Excerpt to read >>
BEGIN
NOTES TO CONDENSED CONSOLIDATED FINANCIAL STATEMENTS
(UNAUDITED)

8.            INCOME TAXES

The Company has cumulative federal and state tax loss carryforwards of approximately $40.0 million at September 30, 2002. These loss carryforwards expire in years 2002 through 2021. The utilization of a portion of these net operating loss carryforwards for federal income tax purposes is limited pursuant to the annual utilization limitations provided under the provisions of Internal Revenue Code Section 382. The Company’s gross deferred tax asset balance reflects, primarily, the benefit of federal and state tax loss carryforwards. In the third quarter of 2002, the Company determined that net operating loss carryforwards expiring at the end of 2002 might not be utilized. Accordingly, the Company recorded $215,000 of income tax expense to establish a valuation allowance. Management believes that no valuation allowance is necessary for the remaining net operating loss carryforwards. In arriving at this conclusion, the Company considered the impact of deferred tax liabilities resulting from purchase transactions, a tax planning strategy available to the Company, and future projected taxable income. The amount of the deferred tax asset considered realizable, however, could be reduced in the near term if current estimates of the timing and amount of the tax planning strategy or future taxable income during the carryforward period are significantly revised. On a quarterly basis, Management will assess whether it remains more likely than not that the deferred tax asset will be realized.

9.            RECENTLY ISSUED ACCOUNTING PRONOUNCEMENTS

In June 2002, the Financial Accounting Standards Board (“FASB”) issued Statement of Financial Accounting Standards No. 146, “Accounting for Exit or Disposal Activities” (“SFAS 146”). SFAS 146 addresses the recognition, measurement, and reporting of costs that are associated with exit and disposal activities, including costs related to terminating contracts that are not capital leases and termination benefits that employees who are involuntarily terminated receive in certain instances. SFAS 146 supersedes Emerging Issues Task Force Issue No. 94-3, “Liability Recognition for Certain Employee Termination Benefits and Other Costs to Exit an Activity (Including Certain Costs Incurred in a Restructuring)” (“EITF 94-3”) and requires liabilities associated with exit and disposal activities to be expensed as incurred. SFAS 146 is effective for exit or disposal activities of the Company that are initiated after December 31, 2002.
END
Data extract >>
BEGIN
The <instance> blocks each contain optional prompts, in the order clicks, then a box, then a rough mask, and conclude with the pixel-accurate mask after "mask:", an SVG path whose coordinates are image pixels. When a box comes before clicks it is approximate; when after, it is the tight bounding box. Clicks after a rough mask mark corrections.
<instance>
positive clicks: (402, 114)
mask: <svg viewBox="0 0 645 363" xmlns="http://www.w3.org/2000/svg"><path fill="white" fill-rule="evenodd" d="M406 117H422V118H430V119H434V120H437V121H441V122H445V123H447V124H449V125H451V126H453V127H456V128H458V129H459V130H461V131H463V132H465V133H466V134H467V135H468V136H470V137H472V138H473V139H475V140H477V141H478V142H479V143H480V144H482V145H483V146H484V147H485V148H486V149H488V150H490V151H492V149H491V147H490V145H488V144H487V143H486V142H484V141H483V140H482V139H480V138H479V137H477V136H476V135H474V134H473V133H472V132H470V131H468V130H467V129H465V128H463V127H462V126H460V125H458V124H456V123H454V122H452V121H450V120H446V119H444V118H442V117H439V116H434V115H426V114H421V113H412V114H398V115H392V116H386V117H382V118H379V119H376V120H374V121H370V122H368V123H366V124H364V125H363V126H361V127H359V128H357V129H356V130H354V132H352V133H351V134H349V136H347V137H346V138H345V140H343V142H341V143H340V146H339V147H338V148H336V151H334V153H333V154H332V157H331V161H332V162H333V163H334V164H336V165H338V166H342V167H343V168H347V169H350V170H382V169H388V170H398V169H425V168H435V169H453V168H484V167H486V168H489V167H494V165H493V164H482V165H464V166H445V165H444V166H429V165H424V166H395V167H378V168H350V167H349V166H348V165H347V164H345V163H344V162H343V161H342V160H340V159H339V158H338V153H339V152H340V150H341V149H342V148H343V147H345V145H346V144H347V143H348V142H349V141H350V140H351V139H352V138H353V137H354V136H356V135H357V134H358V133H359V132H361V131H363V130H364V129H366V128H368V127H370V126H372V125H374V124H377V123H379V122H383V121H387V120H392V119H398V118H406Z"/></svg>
END
Task goal >> According to the financial statement notes, why did the Company record $215,000 of income tax expense in the third quarter of 2002? Answer in one to three sentences.

Written response >> In the third quarter of 2002, the Company determined that net operating loss carryforwards expiring at the end of 2002 might not be utilized. It therefore recorded the $215,000 of income tax expense to establish a valuation allowance.